> **The task**
Please copy every line from the following entries in which the word "below" appears.

> **Entries supplied**
▶
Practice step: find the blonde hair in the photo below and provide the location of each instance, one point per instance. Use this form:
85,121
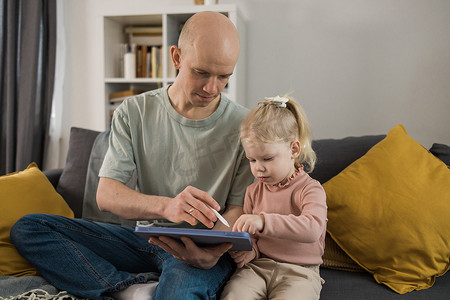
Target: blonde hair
273,122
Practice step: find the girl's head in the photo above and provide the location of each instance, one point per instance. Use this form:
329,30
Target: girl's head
277,128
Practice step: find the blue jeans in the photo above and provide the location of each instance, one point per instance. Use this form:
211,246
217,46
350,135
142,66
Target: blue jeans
90,259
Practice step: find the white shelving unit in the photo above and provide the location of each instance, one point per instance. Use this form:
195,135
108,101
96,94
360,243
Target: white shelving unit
170,18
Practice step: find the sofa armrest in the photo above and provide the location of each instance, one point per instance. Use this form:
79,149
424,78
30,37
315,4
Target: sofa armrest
53,176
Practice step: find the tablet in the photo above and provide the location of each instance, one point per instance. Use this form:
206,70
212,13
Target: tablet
202,237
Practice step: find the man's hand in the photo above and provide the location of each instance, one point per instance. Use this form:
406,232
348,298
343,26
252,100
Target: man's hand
242,257
202,258
249,223
189,206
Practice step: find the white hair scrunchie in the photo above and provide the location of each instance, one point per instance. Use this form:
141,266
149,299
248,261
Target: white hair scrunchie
277,101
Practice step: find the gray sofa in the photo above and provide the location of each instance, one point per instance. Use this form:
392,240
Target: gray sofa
87,147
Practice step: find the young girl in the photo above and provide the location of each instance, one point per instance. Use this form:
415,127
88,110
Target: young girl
285,211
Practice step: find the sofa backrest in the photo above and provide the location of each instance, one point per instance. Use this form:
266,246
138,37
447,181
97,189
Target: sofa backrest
73,178
334,155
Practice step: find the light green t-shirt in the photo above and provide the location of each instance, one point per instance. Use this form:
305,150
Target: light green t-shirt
170,152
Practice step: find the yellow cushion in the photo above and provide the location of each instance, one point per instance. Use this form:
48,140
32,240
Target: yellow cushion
389,211
23,193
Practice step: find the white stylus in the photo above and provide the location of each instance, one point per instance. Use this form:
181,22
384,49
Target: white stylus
222,219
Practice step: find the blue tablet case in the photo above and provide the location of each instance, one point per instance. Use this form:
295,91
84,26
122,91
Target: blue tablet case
202,237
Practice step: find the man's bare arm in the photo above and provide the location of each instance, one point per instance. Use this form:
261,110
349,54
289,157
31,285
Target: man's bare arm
115,197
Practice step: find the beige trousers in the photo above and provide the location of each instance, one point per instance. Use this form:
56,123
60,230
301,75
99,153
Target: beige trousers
265,278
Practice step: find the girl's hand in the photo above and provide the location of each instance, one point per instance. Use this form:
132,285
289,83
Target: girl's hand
249,223
242,257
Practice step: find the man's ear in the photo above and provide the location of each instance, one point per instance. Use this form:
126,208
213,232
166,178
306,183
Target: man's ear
175,53
295,149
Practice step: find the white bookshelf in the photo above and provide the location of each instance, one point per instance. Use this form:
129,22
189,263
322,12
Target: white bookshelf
169,18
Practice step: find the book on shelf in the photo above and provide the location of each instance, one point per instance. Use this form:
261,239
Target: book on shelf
121,95
156,62
144,30
148,60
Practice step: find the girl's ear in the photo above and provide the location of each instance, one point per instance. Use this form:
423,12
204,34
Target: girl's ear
295,149
176,56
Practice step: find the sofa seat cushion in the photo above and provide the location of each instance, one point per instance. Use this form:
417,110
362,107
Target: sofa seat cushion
342,285
389,212
23,193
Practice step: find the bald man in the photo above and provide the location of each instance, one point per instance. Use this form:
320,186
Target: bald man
183,143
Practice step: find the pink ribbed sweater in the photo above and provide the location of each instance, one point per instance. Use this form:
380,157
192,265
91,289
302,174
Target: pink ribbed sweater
295,219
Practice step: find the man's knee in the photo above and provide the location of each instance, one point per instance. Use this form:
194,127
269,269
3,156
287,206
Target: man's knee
23,227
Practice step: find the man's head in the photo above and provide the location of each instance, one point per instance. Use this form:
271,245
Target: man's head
207,52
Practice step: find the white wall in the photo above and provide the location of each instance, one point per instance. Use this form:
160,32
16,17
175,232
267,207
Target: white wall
357,66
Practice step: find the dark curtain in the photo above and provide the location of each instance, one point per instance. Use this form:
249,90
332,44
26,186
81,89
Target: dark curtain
27,71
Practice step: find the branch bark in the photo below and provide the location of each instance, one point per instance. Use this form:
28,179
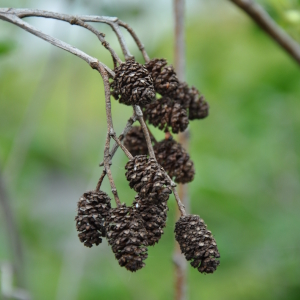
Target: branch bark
179,54
266,23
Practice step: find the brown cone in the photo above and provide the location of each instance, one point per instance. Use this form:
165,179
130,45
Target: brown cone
148,178
127,236
175,160
133,83
164,113
189,99
197,243
154,215
164,77
92,209
135,141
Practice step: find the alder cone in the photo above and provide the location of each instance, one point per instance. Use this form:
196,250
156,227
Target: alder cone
175,160
189,99
154,215
127,236
92,209
133,83
135,141
197,243
164,113
148,178
198,109
164,77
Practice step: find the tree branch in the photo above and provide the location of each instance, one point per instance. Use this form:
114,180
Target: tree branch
262,19
93,62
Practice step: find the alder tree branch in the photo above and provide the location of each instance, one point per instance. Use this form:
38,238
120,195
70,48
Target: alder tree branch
93,62
263,19
179,64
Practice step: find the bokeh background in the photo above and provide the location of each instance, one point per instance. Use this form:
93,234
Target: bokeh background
246,153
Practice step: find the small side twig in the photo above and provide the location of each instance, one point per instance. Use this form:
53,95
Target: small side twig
115,147
110,132
136,39
139,114
263,19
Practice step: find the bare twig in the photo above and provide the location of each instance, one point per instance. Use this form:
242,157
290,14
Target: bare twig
93,62
139,114
121,137
179,54
262,19
136,39
110,132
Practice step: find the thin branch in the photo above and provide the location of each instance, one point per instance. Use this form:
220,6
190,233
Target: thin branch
93,62
125,150
139,114
179,55
121,137
110,132
100,180
262,19
136,39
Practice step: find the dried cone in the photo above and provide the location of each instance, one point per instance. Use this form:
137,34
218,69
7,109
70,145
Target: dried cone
175,160
148,178
164,113
197,243
135,141
189,99
92,209
164,77
198,109
134,83
127,236
154,215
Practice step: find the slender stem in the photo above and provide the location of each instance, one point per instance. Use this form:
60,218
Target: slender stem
125,150
136,39
100,180
266,23
110,132
179,54
139,114
121,137
93,62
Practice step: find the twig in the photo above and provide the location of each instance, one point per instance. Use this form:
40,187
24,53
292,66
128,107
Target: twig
139,114
121,137
100,180
179,54
93,62
110,132
125,150
136,39
262,19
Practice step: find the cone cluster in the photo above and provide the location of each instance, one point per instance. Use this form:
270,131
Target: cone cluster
197,243
92,209
127,236
164,113
189,99
175,160
133,84
164,77
154,215
148,178
135,141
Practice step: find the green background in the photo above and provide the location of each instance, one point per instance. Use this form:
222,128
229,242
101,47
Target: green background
246,153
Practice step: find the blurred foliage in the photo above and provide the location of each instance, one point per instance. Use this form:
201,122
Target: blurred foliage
246,154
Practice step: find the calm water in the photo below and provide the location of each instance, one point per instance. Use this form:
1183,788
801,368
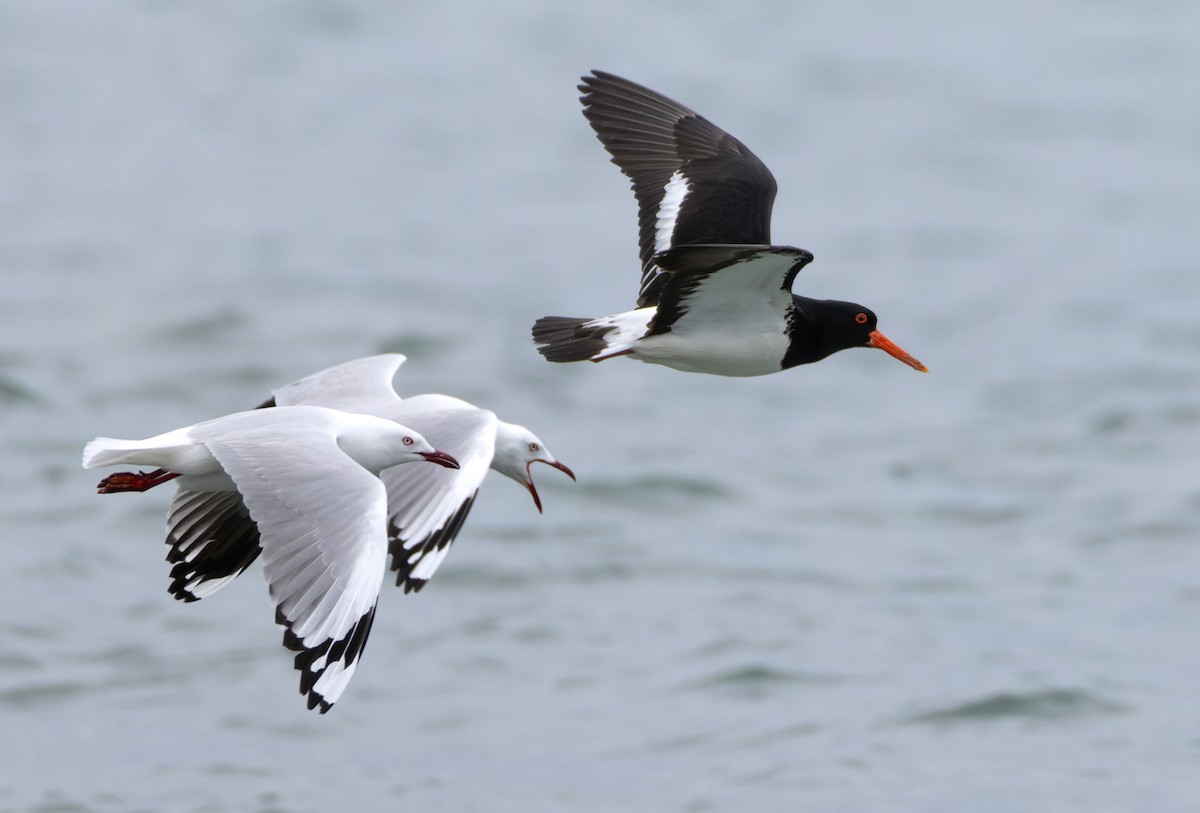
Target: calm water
846,588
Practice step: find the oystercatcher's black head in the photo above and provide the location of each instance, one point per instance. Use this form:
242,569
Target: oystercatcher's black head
822,327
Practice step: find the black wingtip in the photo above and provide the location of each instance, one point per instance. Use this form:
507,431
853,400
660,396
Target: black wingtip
569,338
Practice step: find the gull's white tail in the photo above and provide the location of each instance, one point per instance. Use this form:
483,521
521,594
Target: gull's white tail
113,451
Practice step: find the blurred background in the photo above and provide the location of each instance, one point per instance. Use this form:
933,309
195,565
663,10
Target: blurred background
849,586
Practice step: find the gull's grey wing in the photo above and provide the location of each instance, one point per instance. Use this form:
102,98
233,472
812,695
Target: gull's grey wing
322,519
363,385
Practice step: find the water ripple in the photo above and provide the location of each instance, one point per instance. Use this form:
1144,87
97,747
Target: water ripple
1043,704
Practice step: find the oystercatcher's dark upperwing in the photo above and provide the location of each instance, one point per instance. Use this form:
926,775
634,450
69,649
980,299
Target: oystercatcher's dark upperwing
695,184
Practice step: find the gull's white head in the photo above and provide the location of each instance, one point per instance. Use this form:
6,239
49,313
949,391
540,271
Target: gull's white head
516,450
379,444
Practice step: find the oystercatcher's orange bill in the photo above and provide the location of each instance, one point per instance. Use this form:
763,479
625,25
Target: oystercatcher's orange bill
893,349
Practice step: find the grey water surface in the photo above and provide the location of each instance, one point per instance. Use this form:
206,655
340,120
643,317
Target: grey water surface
850,586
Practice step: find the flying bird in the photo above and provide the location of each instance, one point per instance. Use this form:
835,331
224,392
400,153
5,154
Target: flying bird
213,537
426,510
715,295
309,479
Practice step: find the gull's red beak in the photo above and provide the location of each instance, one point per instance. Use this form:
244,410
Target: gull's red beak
533,489
441,458
882,342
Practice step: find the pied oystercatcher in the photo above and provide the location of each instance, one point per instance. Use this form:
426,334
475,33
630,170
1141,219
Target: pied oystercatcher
715,296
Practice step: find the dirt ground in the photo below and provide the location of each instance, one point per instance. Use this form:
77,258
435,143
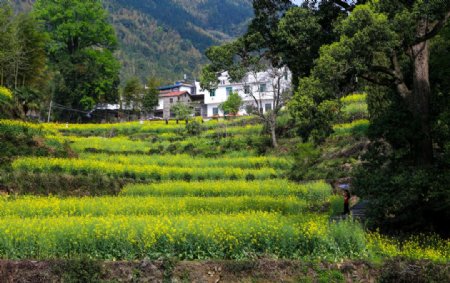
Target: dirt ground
261,270
184,271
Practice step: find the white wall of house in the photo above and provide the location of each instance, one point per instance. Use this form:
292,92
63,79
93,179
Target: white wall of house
160,104
260,84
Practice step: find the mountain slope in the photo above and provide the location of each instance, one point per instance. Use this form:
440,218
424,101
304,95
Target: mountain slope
168,38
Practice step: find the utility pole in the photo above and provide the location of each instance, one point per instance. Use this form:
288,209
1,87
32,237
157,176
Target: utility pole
50,111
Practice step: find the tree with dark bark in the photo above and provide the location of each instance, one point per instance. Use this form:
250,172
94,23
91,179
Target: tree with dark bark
385,46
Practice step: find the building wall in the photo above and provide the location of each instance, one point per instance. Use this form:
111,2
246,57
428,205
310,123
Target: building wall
169,101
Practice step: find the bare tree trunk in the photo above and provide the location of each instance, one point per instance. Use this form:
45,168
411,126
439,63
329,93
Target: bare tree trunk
272,123
421,103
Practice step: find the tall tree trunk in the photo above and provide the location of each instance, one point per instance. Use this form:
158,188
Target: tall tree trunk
272,123
421,103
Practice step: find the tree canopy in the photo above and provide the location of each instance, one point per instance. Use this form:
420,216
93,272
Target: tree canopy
81,49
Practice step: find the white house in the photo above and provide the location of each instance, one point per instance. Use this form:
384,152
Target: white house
255,89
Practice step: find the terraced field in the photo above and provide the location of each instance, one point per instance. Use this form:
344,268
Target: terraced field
214,195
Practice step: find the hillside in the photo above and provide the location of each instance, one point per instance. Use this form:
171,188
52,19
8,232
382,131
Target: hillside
168,38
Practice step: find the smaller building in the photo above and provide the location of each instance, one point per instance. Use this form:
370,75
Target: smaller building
255,89
179,92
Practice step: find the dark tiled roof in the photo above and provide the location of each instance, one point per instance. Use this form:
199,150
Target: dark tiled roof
173,94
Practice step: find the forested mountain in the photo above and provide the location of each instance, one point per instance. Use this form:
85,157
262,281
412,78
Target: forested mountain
167,38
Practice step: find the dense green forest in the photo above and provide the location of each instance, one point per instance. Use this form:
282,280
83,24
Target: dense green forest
167,39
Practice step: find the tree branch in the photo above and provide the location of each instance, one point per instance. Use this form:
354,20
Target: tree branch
378,81
434,30
346,6
384,70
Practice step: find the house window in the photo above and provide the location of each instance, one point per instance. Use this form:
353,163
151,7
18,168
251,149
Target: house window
229,90
262,88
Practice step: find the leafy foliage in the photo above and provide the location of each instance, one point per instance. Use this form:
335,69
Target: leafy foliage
232,104
80,49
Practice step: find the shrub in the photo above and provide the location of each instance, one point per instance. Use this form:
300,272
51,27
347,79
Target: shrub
194,128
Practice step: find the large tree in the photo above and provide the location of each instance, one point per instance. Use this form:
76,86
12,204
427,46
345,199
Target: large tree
385,46
22,57
81,47
387,43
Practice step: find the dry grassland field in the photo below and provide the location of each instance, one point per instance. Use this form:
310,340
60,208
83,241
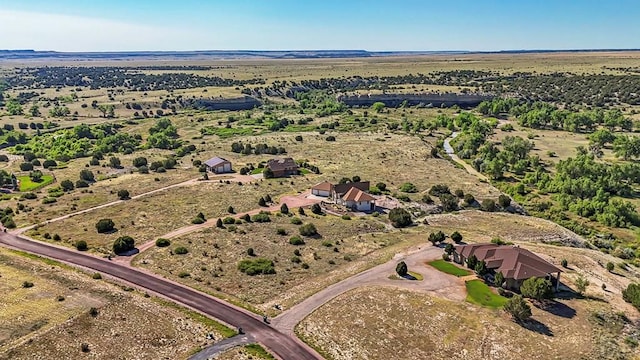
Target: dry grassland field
52,319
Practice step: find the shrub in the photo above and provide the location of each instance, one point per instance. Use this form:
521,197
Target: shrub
449,202
610,266
284,209
401,268
632,295
161,242
181,250
400,218
261,217
439,189
308,230
123,244
316,209
105,225
408,188
518,308
296,240
437,237
504,201
536,288
123,194
81,245
498,280
257,266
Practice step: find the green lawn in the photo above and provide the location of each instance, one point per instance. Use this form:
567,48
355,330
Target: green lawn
449,268
480,294
27,185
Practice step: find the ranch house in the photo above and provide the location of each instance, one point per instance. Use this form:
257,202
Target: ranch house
218,165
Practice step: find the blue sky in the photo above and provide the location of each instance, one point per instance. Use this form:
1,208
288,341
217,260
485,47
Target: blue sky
118,25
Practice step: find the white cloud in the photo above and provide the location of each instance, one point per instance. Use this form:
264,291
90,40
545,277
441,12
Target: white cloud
40,31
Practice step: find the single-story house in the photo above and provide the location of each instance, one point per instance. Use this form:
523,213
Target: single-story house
358,200
283,167
339,190
515,263
322,189
218,165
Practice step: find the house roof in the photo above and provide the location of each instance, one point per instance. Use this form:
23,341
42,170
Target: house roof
215,161
512,261
358,195
323,186
282,164
344,188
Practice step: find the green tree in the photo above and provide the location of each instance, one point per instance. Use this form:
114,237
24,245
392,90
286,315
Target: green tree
536,288
400,218
13,107
518,308
123,244
402,269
◀
> **Solution to this task**
Practice step: find the blonde hair in the photo below and provide the location of each instance, one point per instance. Use this form:
Practice step: find the branch bark in the photo below and provide the location of each instance, one point per instance. Use this form:
Practice step: find the calm water in the photo below and provide the location of each instance, one point per instance. Use this form:
Practice step: find the dirt ground in the photo below and provide the location of each instance, one point per instance. Use this form:
Practice step: find the dry grassland field in the photo below and provide the location of each instance, one point per instance. Use this form:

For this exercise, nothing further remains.